* [Task directions]: Write out every record below exactly as it stands, leaving the pictures out.

··· Data extracts ···

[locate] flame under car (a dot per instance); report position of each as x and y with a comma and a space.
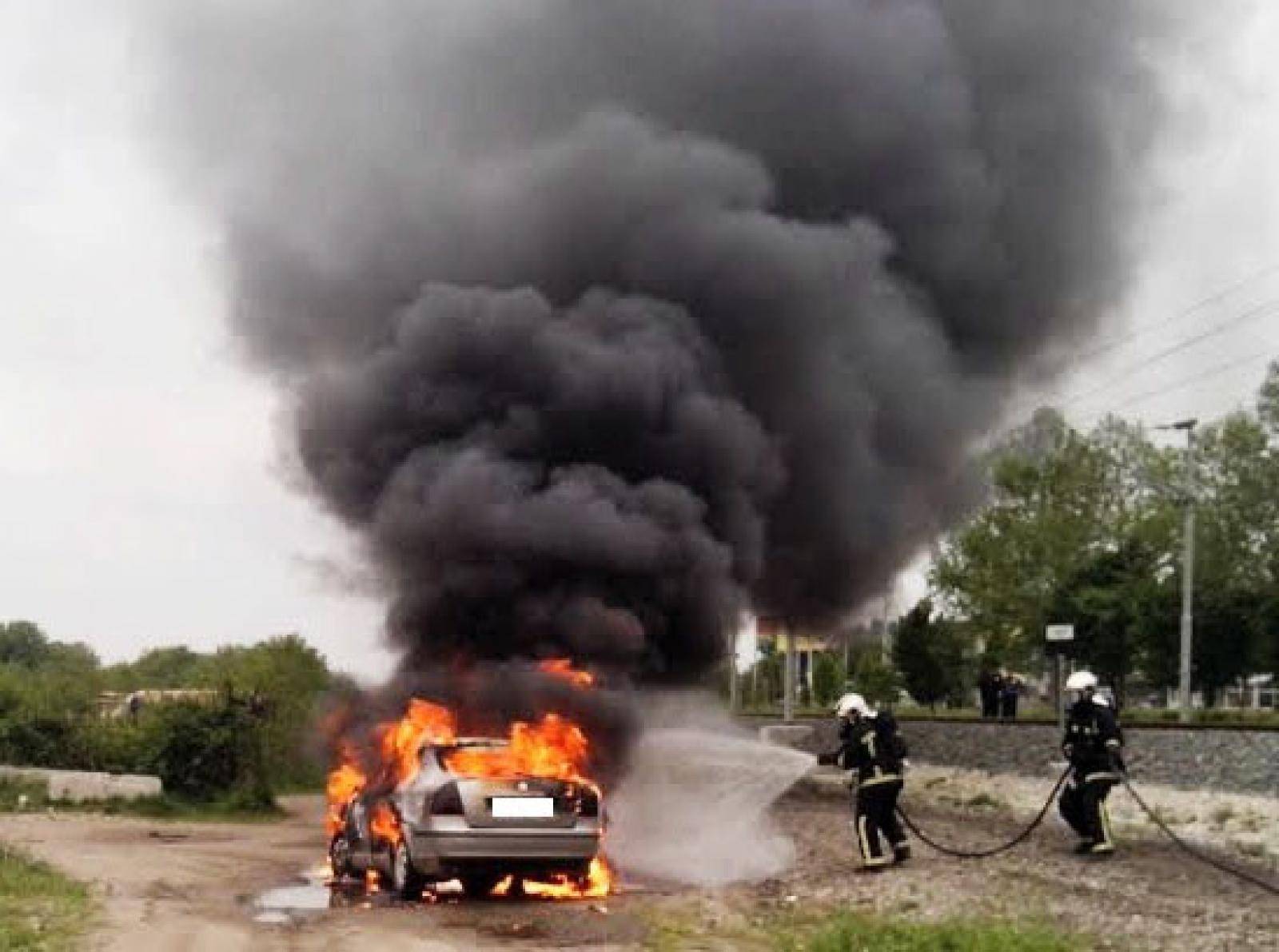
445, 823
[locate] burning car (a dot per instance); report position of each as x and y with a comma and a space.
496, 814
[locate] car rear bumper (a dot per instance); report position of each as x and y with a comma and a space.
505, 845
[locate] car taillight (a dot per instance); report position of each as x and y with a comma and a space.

···

* [Written answer]:
[locate] flame under car (a dot per instance); report position of each as x and y with a comma and a space.
445, 823
[locate] burning car (a dot per instance); report position of each as x and y with a comma and a space.
496, 814
[locate] car rear bumper (a dot per instance); report position of each as x and y with a comma and a space.
505, 845
[locate] car taillight (a dot per instance); report position of each as x and y with a comma and a space.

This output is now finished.